- **GOAL**: Copy the records below word for word, starting at the line that contains "the red flat" and ending with the last line of the records.

Excerpts from location labeling data
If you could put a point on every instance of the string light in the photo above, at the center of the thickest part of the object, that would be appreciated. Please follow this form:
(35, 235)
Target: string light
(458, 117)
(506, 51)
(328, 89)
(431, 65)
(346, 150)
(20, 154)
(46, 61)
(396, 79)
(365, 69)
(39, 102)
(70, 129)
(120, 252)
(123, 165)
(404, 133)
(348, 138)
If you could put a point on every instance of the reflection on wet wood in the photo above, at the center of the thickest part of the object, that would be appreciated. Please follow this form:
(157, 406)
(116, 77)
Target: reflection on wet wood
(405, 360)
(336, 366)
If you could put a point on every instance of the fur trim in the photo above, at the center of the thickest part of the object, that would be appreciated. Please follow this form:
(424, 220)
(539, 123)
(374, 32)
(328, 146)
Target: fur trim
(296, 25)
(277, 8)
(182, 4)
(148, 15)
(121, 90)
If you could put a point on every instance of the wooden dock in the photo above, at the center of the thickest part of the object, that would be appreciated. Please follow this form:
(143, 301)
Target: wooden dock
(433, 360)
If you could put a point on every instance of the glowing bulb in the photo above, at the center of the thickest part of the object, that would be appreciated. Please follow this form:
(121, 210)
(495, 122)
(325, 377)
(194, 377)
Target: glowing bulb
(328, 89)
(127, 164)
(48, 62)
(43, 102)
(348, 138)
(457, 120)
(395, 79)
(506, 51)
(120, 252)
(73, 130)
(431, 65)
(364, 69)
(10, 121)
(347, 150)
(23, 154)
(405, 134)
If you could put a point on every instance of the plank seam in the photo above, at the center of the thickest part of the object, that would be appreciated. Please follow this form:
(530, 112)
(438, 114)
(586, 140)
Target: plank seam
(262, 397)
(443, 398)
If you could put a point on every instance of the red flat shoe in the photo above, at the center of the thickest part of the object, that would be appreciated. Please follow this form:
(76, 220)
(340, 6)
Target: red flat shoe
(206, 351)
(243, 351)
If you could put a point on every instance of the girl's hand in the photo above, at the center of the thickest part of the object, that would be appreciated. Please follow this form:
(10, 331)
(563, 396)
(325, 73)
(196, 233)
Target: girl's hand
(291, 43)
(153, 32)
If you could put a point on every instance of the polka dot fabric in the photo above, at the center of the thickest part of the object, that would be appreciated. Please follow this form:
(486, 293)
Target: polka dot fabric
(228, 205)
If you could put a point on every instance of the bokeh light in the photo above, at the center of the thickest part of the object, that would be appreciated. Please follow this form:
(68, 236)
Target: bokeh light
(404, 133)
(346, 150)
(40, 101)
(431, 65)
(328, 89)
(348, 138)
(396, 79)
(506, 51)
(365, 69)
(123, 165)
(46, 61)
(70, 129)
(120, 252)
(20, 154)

- **SOLUTION**:
If you could put a point on every instance of the red flat shoe in the photo above, at the center of the thickest part of the object, that would be appreciated. Please follow this form:
(76, 220)
(340, 6)
Target: red flat shoe
(206, 351)
(243, 351)
If you could put a point on every instance of the girl's hand in the photo above, at the center of the thickest part of the object, that would be appreciated. Please follow this form:
(10, 331)
(563, 396)
(325, 73)
(196, 233)
Target: girl's hand
(291, 43)
(153, 32)
If you could put a point on every instance of the polka dot fabric in the photo above, at the center of the thickest part of the object, that would be appreciated. Please follow this form:
(486, 293)
Target: polka dot fabric
(228, 205)
If you could put a point on every instance of the bokeh light in the photo above, at the center of the thickest part of the object, that would be appreciated. Please follow this form:
(68, 236)
Target: bokeh light
(404, 133)
(346, 150)
(40, 101)
(431, 65)
(328, 89)
(348, 138)
(396, 79)
(506, 51)
(365, 69)
(123, 165)
(46, 61)
(70, 129)
(120, 252)
(20, 154)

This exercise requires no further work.